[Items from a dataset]
* begin *

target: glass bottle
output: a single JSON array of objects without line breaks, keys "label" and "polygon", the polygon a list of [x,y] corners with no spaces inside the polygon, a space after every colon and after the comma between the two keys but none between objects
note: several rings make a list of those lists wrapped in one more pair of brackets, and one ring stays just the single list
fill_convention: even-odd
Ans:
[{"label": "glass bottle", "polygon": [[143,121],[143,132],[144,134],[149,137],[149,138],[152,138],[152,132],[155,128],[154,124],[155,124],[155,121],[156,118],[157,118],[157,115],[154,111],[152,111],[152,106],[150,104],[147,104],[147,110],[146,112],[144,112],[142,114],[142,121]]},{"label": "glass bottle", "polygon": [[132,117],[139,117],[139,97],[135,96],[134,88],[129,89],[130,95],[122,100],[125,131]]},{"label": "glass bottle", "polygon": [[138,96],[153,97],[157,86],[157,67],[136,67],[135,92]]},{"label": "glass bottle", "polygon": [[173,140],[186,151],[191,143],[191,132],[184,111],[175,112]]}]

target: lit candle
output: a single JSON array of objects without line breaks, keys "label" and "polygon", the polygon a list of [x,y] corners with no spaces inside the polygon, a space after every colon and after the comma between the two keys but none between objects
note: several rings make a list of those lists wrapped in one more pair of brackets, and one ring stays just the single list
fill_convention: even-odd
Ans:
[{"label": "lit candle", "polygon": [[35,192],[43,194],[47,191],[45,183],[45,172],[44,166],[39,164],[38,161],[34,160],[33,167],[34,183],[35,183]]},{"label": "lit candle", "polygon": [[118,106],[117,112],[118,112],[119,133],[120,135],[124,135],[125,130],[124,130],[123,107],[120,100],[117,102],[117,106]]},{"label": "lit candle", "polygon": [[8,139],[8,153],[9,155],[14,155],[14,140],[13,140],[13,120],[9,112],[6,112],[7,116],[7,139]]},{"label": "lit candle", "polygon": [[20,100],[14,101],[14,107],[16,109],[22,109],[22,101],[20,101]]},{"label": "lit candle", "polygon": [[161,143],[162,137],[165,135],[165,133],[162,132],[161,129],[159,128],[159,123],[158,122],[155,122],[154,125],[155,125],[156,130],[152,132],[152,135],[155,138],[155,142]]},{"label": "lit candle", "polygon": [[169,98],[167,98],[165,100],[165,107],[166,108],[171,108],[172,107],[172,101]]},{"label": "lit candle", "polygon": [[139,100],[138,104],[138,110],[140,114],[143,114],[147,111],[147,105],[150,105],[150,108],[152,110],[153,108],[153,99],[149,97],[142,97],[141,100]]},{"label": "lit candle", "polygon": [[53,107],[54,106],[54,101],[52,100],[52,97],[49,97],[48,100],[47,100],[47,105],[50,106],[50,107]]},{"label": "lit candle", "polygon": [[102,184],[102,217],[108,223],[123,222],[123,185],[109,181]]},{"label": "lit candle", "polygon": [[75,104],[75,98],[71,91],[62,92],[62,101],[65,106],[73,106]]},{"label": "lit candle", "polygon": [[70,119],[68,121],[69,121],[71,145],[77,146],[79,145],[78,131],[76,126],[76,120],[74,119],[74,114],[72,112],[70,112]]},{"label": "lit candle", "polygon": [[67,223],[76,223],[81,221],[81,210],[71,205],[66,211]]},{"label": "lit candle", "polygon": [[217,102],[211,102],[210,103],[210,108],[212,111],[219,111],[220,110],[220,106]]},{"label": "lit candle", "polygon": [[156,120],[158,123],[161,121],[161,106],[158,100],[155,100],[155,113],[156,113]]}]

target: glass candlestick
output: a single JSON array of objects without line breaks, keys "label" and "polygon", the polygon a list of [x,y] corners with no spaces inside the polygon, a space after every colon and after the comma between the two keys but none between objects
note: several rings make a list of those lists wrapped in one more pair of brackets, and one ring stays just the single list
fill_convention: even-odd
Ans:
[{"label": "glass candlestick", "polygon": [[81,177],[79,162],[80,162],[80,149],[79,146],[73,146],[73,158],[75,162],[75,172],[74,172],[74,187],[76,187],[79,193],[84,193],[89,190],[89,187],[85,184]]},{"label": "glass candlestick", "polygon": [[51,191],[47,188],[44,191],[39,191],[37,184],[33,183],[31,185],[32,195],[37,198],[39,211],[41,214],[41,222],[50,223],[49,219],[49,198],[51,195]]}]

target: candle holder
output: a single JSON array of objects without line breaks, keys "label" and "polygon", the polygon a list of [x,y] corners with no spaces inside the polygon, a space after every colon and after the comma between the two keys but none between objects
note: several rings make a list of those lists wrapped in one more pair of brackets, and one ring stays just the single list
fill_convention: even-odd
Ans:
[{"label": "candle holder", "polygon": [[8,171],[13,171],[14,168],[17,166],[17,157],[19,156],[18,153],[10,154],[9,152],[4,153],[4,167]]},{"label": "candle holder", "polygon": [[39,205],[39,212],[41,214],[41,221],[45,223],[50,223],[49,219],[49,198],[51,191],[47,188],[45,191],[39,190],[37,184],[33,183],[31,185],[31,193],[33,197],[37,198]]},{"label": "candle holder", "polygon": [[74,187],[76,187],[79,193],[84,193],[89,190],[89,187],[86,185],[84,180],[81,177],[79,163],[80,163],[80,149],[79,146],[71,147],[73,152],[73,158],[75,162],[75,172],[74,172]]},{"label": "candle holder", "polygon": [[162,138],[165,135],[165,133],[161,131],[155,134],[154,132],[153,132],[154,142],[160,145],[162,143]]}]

* end *

→ Goal: Rescale the records starting with the line that contains "target: candle holder" and going on through the end of the records, giving every line again, requests included. Multiply each polygon corner coordinate in the answers by 1.8 and round to whole numbers, with halves rounded up.

→ In response:
target: candle holder
output: a single JSON array of objects without line breaks, keys "label" and "polygon", the polygon a list of [x,y] corners with no spaces inside the polygon, a space after every colon and after the comma between the two keys but none between objects
note: several rings make a list of those lists wrapped in one more pair of brackets, and one ring stays just the single list
fill_convention: even-odd
Ans:
[{"label": "candle holder", "polygon": [[14,308],[23,308],[25,302],[31,299],[31,283],[34,281],[32,275],[18,277],[16,274],[7,275],[7,301]]},{"label": "candle holder", "polygon": [[70,369],[70,382],[74,385],[74,398],[81,401],[90,401],[88,394],[88,356],[92,344],[85,338],[81,344],[70,342],[67,331],[59,329],[56,333],[56,347],[59,355],[67,356]]},{"label": "candle holder", "polygon": [[133,337],[137,337],[142,347],[151,347],[160,342],[160,337],[155,333],[151,324],[146,319],[142,293],[144,293],[144,268],[142,263],[128,265],[131,274],[131,284],[135,292],[135,310],[133,310]]},{"label": "candle holder", "polygon": [[292,248],[297,243],[297,239],[290,236],[279,241],[277,238],[275,238],[277,256],[288,261],[292,257]]}]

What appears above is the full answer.